## Requirement:
Output the records below as a two-column CSV with the header text,points. Write one row for each line that asks for pixel coordinates, with that line's wording under text and all of its coordinates under points; quote each field, replace line breaks with spaces, and leave the pictures out.

## Extracted material:
## Start

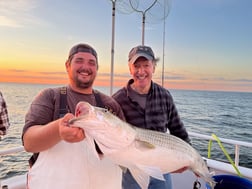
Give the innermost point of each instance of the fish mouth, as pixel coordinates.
(97, 148)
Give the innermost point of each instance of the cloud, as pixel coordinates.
(17, 13)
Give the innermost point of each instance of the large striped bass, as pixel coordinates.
(144, 152)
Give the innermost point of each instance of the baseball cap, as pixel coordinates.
(140, 51)
(82, 47)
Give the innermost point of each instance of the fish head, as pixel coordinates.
(102, 128)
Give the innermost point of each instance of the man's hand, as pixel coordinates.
(70, 134)
(181, 170)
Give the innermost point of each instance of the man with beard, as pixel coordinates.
(61, 157)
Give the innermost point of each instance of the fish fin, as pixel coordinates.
(152, 171)
(144, 144)
(124, 169)
(92, 145)
(141, 178)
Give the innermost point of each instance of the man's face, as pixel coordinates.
(142, 71)
(82, 69)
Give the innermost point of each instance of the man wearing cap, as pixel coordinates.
(148, 105)
(61, 157)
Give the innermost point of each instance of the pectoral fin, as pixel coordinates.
(140, 144)
(141, 178)
(152, 171)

## End

## Task answer:
text,points
"Give the innermost point of each instance of the fish mouth, as pixel coordinates.","(97, 148)"
"Give the innermost point of each instance of the cloud, as pixel coordinates.","(17, 13)"
"Give the innermost point of each instance of the large striped bass, as pixel coordinates.","(144, 152)"
"Give the innermost point of each instance of the baseball cap, as pixel coordinates.","(140, 51) (82, 47)"
"Give the innermost point of each instance of the fish head, as pixel coordinates.","(102, 128)"
"Give the innermost point of each instance of the man's hand, as pixel coordinates.","(70, 134) (181, 170)"
"Give the innermost point of each instance of the man with beard, as pixel coordinates.","(61, 157)"
"Give the innermost point of each instance of the fish fin, as pixel coordinates.","(152, 171) (144, 144) (124, 169) (92, 145) (141, 178)"
"Give the innermost point of each instance of the man's face, as pixel coordinates.","(142, 71) (82, 69)"
"Give the innermost point of each instance of the man wearing cap, as pixel coordinates.","(148, 105) (61, 157)"
"Give the innermost point of each instance of the pectoral fin, as pixel coordinates.","(140, 144) (141, 178) (152, 171)"